>>>
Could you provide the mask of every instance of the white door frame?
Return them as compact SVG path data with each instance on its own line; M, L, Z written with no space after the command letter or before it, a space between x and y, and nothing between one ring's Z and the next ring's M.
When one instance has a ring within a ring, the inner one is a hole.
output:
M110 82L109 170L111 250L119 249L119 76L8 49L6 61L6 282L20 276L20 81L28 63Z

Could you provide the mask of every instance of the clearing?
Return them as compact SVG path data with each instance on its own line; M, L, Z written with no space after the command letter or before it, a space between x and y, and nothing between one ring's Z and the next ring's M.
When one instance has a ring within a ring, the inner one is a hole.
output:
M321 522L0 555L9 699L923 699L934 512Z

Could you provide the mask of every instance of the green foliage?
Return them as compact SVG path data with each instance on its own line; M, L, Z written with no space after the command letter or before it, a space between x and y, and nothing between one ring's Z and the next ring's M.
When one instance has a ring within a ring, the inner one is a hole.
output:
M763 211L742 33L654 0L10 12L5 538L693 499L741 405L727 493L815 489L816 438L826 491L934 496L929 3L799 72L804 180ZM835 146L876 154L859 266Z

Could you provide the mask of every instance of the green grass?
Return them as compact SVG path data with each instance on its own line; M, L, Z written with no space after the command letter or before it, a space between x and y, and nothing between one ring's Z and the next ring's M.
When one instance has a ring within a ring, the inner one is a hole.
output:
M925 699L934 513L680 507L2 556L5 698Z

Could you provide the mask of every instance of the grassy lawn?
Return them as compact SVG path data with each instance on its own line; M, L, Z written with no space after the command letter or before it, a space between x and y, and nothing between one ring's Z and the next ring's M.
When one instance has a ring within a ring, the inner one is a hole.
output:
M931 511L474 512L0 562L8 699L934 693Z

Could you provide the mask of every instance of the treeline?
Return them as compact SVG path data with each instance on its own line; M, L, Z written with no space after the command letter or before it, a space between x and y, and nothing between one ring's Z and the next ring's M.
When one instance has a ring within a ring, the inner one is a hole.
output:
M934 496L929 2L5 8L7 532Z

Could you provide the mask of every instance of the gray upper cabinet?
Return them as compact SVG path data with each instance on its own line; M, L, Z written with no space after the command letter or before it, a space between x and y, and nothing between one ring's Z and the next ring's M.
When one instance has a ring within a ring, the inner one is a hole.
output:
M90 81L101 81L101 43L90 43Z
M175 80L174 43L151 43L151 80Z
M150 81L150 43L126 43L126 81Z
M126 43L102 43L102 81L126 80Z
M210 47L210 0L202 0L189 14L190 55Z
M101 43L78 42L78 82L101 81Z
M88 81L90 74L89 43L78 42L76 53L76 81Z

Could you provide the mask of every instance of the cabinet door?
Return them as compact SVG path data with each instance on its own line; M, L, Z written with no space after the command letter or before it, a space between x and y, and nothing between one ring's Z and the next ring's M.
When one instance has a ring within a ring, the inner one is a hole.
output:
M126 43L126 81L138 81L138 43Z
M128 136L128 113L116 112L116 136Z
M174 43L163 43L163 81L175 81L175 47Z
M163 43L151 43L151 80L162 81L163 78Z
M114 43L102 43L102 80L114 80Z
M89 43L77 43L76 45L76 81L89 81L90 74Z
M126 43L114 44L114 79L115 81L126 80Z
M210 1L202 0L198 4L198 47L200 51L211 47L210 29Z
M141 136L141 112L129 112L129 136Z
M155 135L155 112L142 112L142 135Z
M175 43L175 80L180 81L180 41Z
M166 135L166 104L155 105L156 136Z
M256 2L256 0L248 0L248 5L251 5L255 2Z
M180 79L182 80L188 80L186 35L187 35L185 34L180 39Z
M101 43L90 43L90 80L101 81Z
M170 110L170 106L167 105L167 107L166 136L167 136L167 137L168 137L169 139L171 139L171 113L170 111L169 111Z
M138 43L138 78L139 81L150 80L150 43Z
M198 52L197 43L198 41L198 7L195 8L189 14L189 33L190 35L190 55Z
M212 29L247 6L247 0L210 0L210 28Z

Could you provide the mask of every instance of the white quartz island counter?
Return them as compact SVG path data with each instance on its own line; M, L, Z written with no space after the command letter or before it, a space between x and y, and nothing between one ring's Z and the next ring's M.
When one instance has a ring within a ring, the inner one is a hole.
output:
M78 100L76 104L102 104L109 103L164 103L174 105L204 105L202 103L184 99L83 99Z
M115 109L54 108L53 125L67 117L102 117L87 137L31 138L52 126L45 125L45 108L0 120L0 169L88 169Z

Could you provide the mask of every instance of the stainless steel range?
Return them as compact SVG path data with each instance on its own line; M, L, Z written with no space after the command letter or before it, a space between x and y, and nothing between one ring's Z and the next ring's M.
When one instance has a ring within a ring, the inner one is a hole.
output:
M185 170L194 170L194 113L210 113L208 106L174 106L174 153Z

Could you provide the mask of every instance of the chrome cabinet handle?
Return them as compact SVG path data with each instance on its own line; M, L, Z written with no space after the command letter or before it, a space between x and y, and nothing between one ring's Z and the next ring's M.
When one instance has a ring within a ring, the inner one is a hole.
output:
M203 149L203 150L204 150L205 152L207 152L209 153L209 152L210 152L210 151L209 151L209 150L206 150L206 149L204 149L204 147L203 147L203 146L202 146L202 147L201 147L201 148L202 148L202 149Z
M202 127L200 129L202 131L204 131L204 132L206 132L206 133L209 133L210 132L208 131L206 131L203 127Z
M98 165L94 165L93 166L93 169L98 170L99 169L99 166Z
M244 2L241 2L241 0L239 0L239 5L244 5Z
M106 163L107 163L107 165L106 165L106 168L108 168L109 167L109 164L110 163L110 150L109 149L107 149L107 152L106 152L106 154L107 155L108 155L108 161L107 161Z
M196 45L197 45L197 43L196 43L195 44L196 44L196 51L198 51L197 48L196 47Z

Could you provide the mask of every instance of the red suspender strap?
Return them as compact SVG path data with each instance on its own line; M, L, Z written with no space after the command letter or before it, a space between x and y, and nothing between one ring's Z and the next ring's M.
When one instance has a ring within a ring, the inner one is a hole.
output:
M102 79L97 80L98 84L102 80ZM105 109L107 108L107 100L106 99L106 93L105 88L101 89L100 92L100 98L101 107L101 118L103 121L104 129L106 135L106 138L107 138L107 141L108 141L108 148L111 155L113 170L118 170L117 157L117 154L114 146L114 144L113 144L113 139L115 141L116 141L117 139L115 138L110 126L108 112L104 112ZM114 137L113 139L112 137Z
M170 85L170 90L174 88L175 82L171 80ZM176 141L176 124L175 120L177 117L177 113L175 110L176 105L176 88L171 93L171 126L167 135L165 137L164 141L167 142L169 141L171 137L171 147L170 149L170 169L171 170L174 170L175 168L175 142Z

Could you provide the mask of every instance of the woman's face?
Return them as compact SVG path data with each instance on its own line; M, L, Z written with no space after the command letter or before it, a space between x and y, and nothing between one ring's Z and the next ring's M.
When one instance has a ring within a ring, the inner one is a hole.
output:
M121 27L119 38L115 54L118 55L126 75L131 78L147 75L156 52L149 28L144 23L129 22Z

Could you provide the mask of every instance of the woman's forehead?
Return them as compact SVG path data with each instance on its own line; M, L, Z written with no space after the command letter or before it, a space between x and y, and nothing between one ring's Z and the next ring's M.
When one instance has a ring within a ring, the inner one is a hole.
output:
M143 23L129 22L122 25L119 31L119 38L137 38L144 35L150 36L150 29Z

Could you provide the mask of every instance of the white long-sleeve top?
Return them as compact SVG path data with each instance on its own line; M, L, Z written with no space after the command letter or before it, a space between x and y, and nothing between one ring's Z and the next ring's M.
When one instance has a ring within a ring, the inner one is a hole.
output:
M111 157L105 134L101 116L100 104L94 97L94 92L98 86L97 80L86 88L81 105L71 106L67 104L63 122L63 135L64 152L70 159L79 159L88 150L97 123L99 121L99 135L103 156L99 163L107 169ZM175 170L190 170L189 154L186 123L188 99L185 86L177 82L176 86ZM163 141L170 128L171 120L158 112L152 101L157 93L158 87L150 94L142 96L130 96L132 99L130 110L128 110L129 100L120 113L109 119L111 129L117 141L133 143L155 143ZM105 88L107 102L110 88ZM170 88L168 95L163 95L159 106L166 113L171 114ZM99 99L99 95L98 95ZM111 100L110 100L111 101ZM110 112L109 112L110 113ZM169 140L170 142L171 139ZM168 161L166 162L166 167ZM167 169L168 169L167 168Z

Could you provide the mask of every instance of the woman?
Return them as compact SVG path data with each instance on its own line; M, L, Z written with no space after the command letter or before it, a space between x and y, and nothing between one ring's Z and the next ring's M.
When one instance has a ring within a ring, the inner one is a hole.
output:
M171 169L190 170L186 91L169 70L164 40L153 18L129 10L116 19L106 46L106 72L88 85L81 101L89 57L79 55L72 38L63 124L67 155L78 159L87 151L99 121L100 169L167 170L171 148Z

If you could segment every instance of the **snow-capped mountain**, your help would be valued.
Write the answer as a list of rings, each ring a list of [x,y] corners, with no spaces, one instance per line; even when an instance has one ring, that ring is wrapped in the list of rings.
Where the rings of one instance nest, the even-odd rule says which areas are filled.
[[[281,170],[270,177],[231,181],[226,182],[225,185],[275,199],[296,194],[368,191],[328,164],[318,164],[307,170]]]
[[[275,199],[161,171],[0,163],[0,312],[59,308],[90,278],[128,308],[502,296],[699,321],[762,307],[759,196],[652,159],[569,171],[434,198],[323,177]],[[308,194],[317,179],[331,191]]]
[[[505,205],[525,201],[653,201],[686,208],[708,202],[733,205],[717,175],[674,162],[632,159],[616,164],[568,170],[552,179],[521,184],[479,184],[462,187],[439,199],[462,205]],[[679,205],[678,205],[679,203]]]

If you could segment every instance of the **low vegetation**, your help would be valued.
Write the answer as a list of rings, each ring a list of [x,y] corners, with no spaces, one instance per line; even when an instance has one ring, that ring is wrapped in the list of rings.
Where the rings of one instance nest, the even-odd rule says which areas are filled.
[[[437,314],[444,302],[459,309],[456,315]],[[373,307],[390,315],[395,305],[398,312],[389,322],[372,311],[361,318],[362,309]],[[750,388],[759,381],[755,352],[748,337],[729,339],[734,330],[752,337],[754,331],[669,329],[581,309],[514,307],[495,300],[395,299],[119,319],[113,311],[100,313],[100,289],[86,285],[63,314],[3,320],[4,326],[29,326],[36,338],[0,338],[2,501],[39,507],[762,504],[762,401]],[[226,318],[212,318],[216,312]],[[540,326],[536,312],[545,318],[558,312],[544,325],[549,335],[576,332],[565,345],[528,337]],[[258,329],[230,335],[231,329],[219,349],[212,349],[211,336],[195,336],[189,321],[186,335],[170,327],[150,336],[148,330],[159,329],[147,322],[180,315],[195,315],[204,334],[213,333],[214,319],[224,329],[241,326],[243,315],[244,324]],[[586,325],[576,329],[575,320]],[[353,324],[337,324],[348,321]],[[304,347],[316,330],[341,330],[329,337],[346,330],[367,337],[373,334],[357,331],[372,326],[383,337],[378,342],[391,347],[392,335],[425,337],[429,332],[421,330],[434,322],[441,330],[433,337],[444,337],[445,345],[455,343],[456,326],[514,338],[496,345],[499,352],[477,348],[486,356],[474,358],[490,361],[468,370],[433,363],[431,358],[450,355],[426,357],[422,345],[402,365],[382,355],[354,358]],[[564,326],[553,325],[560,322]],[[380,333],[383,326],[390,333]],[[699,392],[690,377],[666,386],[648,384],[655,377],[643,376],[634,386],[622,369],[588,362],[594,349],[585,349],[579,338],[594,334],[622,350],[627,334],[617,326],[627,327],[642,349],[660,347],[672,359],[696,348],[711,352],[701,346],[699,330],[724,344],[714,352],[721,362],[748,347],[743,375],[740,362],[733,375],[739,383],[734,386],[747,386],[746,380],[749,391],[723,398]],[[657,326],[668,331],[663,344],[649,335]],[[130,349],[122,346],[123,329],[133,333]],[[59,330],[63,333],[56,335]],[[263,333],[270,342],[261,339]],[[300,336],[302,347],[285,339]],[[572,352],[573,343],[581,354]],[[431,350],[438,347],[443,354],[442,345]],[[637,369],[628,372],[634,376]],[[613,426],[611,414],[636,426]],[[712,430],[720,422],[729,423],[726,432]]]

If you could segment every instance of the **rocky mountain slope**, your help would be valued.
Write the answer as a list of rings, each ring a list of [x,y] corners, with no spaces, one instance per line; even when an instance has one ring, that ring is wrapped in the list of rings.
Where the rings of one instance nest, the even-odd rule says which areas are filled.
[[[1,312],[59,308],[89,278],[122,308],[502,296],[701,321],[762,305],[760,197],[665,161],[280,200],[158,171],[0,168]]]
<<<
# Task directions
Can you render the entries from the line containing "Could you provide the mask of every instance of the grassy" through the line containing "M931 511L474 512L0 562L8 699L934 693Z" as a JSON list of strings, one per line, leaving out blank lines? Start at the first of those lines and stop after the second.

# Response for this exercise
[
  "Could you provide the mask of every instance of the grassy lawn?",
  "Return them as compact SVG path data with each instance on its own line; M, L, Z written with no space after the command letter or before it, a space between x and y, and nothing between one ring's Z and the next ring's M.",
  "When one instance has a ring within a ring, the inner one is a hole.",
  "output:",
  "M931 511L474 512L0 562L8 699L934 693Z"
]